Labeling and segmentation data
---*---

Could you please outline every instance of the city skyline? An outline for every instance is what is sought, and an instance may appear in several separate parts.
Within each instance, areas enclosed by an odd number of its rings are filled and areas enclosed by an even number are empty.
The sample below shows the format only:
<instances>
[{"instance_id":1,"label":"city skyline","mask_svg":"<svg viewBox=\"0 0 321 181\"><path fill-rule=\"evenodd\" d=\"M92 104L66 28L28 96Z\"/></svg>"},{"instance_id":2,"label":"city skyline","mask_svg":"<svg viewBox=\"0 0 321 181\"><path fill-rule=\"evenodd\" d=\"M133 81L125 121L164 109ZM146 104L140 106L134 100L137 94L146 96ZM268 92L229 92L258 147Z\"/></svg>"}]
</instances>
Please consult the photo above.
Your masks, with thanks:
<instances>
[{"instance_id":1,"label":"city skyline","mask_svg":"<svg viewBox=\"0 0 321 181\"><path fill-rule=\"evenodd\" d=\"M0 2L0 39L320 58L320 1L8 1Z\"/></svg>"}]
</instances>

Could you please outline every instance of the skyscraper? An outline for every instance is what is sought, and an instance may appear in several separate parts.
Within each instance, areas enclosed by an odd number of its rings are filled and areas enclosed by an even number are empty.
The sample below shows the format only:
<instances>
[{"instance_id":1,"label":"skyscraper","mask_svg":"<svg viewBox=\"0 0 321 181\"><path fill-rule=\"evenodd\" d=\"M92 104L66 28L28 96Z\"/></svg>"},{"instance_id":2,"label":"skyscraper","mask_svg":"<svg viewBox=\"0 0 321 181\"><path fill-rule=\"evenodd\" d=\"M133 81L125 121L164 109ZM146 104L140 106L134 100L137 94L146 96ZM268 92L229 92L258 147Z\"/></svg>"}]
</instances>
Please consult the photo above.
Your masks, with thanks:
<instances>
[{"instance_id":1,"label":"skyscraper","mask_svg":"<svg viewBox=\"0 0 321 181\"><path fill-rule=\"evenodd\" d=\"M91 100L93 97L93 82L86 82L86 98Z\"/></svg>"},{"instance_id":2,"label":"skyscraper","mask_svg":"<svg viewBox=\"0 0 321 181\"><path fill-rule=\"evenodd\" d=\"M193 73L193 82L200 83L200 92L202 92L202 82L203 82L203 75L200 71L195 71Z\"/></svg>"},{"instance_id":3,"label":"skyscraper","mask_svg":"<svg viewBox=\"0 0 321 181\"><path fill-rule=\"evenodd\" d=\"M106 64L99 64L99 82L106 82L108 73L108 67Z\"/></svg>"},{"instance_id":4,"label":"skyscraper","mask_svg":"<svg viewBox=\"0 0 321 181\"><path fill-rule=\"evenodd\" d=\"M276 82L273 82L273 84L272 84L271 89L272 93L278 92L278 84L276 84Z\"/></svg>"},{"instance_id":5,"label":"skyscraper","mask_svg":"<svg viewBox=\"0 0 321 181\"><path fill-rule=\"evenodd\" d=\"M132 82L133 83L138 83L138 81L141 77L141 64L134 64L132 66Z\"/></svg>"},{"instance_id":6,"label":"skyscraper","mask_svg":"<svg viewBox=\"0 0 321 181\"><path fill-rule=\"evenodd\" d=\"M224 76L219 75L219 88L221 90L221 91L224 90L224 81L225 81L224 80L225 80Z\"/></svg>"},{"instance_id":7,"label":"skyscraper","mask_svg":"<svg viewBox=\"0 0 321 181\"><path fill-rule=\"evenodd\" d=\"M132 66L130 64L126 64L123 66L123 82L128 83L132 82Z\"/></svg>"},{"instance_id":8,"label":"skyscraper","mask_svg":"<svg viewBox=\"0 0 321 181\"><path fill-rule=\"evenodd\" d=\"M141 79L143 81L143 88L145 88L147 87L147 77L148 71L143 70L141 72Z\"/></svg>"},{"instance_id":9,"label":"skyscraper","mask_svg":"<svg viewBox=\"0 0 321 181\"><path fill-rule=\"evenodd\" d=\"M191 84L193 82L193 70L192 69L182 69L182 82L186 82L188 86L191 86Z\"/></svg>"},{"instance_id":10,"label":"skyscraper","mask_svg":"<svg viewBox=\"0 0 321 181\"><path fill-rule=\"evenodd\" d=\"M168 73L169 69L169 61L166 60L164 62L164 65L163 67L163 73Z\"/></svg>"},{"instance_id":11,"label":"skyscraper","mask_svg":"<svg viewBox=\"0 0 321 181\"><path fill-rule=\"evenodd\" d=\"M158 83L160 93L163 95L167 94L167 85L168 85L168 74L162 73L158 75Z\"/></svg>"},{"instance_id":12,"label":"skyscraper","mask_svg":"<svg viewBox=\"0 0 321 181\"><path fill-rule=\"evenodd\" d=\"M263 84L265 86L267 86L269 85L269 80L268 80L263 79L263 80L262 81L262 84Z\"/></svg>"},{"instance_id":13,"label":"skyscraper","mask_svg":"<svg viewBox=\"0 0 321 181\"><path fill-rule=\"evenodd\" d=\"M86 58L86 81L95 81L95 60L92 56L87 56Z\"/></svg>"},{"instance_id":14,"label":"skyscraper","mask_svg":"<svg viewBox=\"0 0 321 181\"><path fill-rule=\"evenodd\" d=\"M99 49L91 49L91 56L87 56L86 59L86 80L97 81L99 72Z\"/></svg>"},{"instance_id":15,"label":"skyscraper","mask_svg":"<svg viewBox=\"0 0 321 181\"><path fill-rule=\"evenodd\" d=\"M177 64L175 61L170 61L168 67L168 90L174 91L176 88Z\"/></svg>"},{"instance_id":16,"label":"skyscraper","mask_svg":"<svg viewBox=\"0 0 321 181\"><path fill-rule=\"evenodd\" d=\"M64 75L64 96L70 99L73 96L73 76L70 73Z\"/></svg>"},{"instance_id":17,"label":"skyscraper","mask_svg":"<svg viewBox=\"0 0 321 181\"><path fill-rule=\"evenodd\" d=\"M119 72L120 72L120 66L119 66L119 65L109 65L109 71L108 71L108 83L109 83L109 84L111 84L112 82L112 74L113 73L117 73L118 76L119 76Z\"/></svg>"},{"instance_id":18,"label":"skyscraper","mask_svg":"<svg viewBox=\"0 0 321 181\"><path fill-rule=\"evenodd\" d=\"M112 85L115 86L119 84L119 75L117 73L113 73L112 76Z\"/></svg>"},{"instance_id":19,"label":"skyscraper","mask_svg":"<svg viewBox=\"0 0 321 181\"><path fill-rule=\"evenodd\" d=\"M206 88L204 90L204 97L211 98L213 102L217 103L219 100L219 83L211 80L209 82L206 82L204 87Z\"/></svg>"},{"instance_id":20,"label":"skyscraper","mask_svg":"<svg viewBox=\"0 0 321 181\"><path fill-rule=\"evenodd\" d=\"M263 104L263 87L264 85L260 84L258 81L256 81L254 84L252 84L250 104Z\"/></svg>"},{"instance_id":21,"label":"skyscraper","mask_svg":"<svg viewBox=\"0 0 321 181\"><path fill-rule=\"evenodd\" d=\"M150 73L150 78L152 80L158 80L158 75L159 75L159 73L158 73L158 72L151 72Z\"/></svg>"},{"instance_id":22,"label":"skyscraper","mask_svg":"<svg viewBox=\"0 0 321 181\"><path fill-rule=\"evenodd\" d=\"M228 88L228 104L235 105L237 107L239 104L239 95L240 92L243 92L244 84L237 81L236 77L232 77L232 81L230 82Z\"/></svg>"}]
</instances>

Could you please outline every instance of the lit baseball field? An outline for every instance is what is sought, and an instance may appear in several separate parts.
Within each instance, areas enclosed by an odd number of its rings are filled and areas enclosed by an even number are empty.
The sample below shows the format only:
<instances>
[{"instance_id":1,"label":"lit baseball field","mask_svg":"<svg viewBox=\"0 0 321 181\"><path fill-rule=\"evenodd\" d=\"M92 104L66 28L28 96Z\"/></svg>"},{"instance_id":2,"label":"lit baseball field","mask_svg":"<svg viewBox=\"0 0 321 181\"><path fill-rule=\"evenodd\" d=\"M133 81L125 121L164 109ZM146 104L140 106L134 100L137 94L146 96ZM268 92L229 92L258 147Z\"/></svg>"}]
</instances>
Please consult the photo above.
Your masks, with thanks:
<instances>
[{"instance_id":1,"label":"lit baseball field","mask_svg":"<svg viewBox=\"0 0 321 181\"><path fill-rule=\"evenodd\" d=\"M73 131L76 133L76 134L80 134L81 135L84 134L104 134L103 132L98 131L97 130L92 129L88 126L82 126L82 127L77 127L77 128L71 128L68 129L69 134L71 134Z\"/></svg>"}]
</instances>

---*---

**STATED GOAL**
Convert the data, starting with the line containing "Could you please outline every instance of the lit" and going on through the end of the data, into a two-column CSV with the headers prompt_text and answer_text, where each row pairs a text with the answer that follows it. Place each value in a single quoted field, with line breaks replaced by spaces.

**PROBLEM SOLUTION**
prompt_text,answer_text
"Could you please outline every instance of the lit baseball field? An outline for every instance is what is sought, and an instance may appear in several separate parts. Within each instance, areas enclosed by an odd number of its rings are filled and areas enclosed by an even number are empty. The sample below shows the format only: <instances> [{""instance_id"":1,""label"":""lit baseball field"",""mask_svg"":""<svg viewBox=\""0 0 321 181\""><path fill-rule=\""evenodd\"" d=\""M92 104L66 28L28 96Z\""/></svg>""},{""instance_id"":2,""label"":""lit baseball field"",""mask_svg"":""<svg viewBox=\""0 0 321 181\""><path fill-rule=\""evenodd\"" d=\""M133 81L125 121L164 109ZM146 104L140 106L134 100L137 94L146 96ZM268 92L229 92L258 147Z\""/></svg>""}] </instances> Please consult the photo above. Your masks, with thanks:","<instances> [{""instance_id"":1,""label"":""lit baseball field"",""mask_svg"":""<svg viewBox=\""0 0 321 181\""><path fill-rule=\""evenodd\"" d=\""M73 131L76 133L76 134L80 134L81 135L84 134L104 134L103 132L98 131L97 130L92 129L88 126L82 126L82 127L77 127L77 128L71 128L68 129L69 134L71 134Z\""/></svg>""}] </instances>"